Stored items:
.....

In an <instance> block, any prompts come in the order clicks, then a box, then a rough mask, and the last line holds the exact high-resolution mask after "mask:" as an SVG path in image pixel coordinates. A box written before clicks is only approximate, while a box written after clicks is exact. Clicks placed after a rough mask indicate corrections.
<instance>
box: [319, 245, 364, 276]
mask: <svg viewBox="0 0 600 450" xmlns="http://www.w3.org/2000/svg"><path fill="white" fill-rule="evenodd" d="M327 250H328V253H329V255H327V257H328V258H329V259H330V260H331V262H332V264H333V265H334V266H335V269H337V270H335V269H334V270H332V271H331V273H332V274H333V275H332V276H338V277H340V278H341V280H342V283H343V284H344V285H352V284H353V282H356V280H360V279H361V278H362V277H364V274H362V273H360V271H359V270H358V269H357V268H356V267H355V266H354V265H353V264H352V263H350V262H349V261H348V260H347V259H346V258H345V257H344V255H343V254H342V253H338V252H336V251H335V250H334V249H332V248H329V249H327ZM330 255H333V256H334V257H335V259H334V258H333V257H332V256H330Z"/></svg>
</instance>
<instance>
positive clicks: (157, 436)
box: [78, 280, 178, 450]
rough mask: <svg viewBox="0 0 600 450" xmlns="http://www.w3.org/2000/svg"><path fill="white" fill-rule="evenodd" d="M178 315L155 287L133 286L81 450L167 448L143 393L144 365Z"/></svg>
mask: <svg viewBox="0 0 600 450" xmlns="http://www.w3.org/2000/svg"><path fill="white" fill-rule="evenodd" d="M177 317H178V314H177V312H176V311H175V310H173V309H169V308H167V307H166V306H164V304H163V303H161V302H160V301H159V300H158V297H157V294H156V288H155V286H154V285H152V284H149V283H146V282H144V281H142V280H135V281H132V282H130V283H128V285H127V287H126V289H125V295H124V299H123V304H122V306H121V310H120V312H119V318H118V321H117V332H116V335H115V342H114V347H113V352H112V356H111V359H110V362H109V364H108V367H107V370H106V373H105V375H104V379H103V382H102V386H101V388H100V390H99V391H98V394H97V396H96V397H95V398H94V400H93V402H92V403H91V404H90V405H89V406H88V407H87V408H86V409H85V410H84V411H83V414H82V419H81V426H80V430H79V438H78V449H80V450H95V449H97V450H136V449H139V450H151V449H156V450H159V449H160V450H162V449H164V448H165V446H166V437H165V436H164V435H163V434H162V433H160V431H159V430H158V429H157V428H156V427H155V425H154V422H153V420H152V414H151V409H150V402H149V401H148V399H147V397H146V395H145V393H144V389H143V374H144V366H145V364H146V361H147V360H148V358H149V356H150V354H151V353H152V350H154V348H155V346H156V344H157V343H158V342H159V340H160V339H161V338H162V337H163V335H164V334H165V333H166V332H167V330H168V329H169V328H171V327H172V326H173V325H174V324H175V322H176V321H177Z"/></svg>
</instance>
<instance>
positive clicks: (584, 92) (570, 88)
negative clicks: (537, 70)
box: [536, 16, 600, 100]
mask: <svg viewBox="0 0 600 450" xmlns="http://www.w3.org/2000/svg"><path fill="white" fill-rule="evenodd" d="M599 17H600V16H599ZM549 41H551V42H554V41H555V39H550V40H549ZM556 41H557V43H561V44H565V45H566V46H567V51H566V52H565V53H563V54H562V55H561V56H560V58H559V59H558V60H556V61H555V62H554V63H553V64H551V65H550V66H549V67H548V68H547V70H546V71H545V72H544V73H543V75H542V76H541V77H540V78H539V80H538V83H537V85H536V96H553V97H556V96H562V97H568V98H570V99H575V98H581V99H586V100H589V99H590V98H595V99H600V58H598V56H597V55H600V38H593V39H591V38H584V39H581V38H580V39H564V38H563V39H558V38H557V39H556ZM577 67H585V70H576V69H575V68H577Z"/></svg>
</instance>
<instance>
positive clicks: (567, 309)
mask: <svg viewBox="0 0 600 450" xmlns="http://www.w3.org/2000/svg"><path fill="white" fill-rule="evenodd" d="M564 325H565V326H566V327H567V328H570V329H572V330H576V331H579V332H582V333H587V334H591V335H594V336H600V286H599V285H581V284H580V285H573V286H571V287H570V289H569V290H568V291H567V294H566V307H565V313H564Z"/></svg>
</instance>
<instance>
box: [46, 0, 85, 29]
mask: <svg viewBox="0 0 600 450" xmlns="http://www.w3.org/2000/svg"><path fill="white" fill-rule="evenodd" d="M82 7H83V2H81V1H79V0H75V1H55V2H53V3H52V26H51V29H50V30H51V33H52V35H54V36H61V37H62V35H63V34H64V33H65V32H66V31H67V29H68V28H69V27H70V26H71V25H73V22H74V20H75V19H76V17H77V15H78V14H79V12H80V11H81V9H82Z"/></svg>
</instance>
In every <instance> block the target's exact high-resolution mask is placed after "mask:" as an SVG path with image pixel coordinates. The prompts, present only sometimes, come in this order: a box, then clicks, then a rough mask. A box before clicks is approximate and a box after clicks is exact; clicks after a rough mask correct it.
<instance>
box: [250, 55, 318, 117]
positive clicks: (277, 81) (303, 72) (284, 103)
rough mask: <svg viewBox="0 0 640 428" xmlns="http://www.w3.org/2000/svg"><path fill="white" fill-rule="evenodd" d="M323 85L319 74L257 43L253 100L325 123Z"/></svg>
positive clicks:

.....

- [PROBLEM TO WORK ON]: Pull out each line of the listing above that contains the word "come", and copy those lines.

- [RESPONSE AREA]:
In an <instance> block, any prompts come in the order clicks, then a box, then a rough mask, and the last line holds the exact high-resolution mask after "mask:" as an SVG path in image pixel coordinates. A box written before clicks is only approximate, while a box written after clicks is exact. Clicks placed after a rough mask indicate corrections.
In every <instance> block the target's exact high-resolution mask is placed after "mask:" as an SVG path with image pixel coordinates. The prompts, present only sometimes, come in this order: a box, then clicks, then a rough mask. A box before clicks is approximate and a box after clicks is exact; clicks after a rough mask correct it.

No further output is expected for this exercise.